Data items
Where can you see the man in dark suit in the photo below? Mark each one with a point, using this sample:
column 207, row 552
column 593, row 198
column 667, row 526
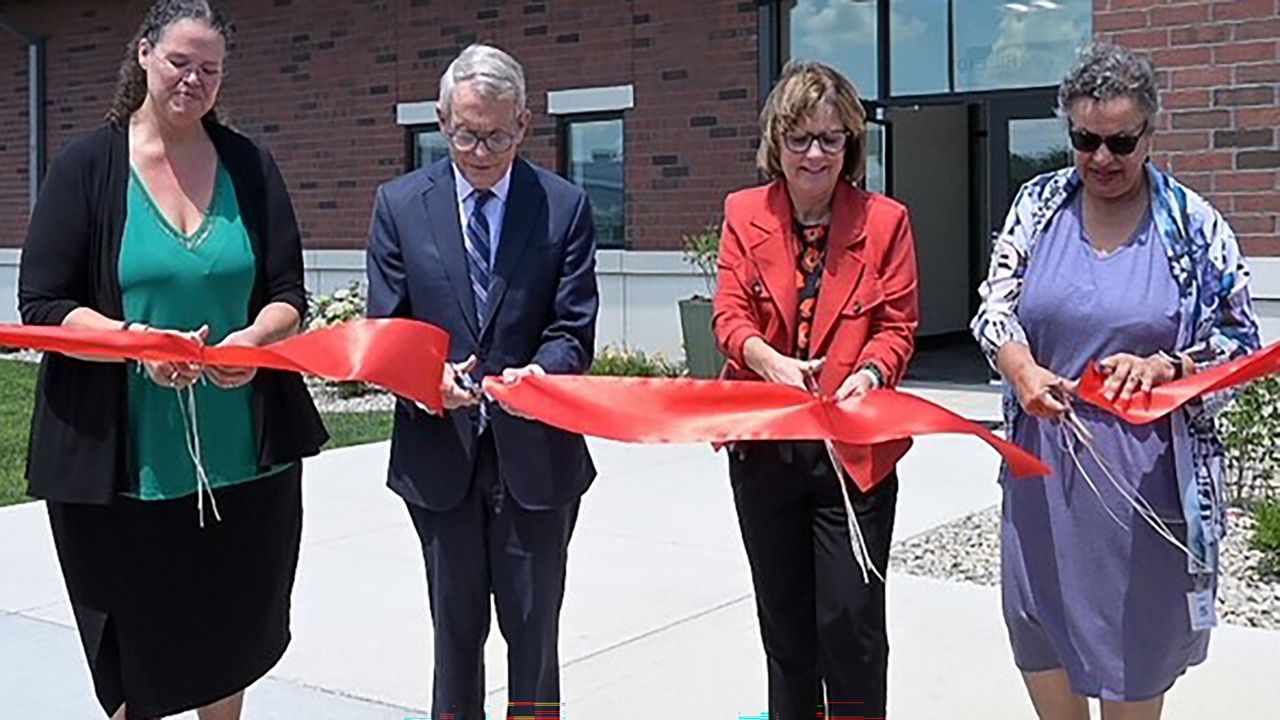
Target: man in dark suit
column 502, row 255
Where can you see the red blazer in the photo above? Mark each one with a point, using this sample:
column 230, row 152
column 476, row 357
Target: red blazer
column 867, row 305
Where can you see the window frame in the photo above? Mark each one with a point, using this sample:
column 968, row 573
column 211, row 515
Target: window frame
column 563, row 159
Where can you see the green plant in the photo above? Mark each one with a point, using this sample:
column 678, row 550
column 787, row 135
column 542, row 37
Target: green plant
column 339, row 306
column 1266, row 536
column 634, row 363
column 702, row 250
column 1251, row 437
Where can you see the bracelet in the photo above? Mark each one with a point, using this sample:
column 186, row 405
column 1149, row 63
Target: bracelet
column 1175, row 360
column 877, row 377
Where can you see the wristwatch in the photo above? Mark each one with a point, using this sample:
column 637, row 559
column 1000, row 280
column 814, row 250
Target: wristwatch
column 873, row 372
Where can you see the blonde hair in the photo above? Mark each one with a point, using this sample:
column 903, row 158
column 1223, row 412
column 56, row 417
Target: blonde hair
column 803, row 87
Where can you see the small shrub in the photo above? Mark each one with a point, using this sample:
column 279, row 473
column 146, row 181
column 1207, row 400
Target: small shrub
column 702, row 250
column 339, row 306
column 1251, row 436
column 1266, row 536
column 634, row 363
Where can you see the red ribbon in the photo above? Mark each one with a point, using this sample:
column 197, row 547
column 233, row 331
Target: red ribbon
column 1144, row 408
column 684, row 410
column 402, row 356
column 406, row 358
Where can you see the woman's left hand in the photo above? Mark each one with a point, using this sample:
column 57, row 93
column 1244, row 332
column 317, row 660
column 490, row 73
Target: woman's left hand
column 1128, row 373
column 856, row 384
column 229, row 378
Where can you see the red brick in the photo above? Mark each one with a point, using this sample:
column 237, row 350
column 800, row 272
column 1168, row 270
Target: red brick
column 1246, row 181
column 1257, row 159
column 1257, row 203
column 1201, row 77
column 1142, row 39
column 1185, row 99
column 1260, row 137
column 1258, row 30
column 1114, row 21
column 305, row 69
column 1244, row 53
column 1201, row 162
column 1243, row 9
column 1196, row 119
column 1175, row 141
column 1244, row 96
column 1261, row 72
column 1183, row 57
column 1200, row 35
column 1257, row 117
column 1252, row 224
column 1170, row 16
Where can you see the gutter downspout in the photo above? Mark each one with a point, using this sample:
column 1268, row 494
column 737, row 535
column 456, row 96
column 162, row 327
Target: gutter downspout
column 35, row 105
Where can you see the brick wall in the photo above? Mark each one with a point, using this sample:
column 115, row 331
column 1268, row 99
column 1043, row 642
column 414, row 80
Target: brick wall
column 318, row 82
column 1219, row 69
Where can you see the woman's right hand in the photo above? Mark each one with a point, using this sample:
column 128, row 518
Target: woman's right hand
column 1040, row 391
column 177, row 376
column 776, row 367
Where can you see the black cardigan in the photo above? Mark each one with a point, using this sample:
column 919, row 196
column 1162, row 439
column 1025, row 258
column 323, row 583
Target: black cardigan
column 77, row 450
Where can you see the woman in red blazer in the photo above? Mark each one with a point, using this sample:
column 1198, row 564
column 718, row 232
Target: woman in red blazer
column 817, row 278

### Task item:
Look back at the data above. Transcribe exactly the lines starting at the line that contains "column 317, row 660" and ending at the line that contains "column 1168, row 270".

### Output for this task:
column 317, row 660
column 490, row 73
Target: woman's left hand
column 1128, row 373
column 856, row 384
column 229, row 378
Where can you see the red brick in the photo above? Mark each one with a point, using this sample:
column 237, row 350
column 800, row 272
column 1168, row 270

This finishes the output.